• [Encargo]:
Repite literalmente la parte de la columna sobre las etiquetas que comienza en las palabras "Lo sé porque" y termina después de "aceite de oliva.".

• [Fragmento del documento]:
|---|

Puedo confirmar que en esta columna no se han encontrado trazas ni de caballo ni de frutos secos ni de bacterias fecales. Por supuesto tampoco está adulterada con otras columnas ni con escritos de otros autores. Es denominación de origen Pou Amérigo, de los Pou y los Amérigo de toda la vida.
Lo sé porque suelo leer las etiquetas. Soy tan gafapasta que me lo leo todo, hasta los prospectos de las medicinas, la composición del agua mineral en las botellas y los nutrientes del aceite de oliva.
Empecé haciéndolo con el agua para saber el nivel de sodio y potasio por aquello de la retención de líquidos y las aguas de mineralización débil. Tanto me empeñé que acabé siendo una pijo-sibarita que no pide carta de aguas en los restaurantes porque sabe que no hay, pero pregunta qué agua sirven.
Después ya me lancé, con aquello del veganismo, a confirmar si las grasas eran animales o vegetales o si había manteca de cerdo en los polvorones. Ahí fue cuando descubrí en las etiquetas la maldita coletilla de “puede tener trazas de”, por ejemplo, de frutos secos en un chocolate. Y yo entiendo que los haya en aquellos chocolates que llevan almendras o avellanas pero cuando solo se trata de chocolate con leche, me pregunto por qué han de llevar, salvo trazas de cacao, que es el protagonista.

|---|

• [Datos]:

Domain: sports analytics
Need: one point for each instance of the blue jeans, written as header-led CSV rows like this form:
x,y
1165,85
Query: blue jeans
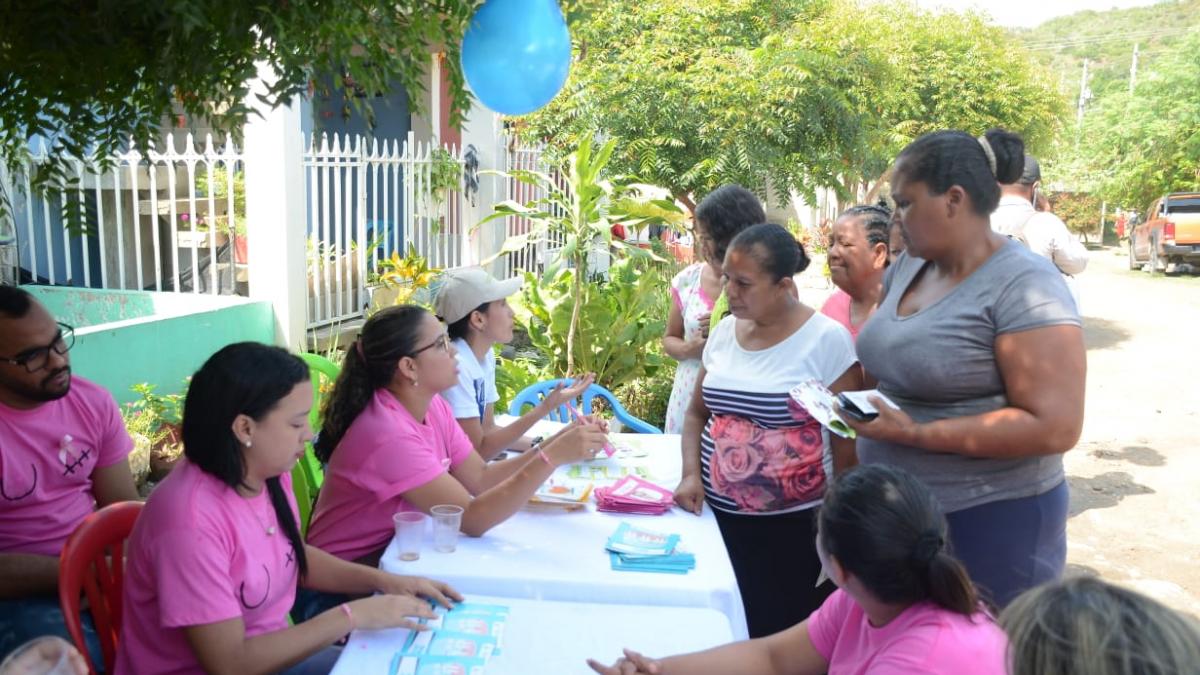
x,y
24,619
1012,545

|---|

• [Respuesta escrita]:
Lo sé porque suelo leer las etiquetas. Soy tan gafapasta que me lo leo todo, hasta los prospectos de las medicinas, la composición del agua mineral en las botellas y los nutrientes del aceite de oliva.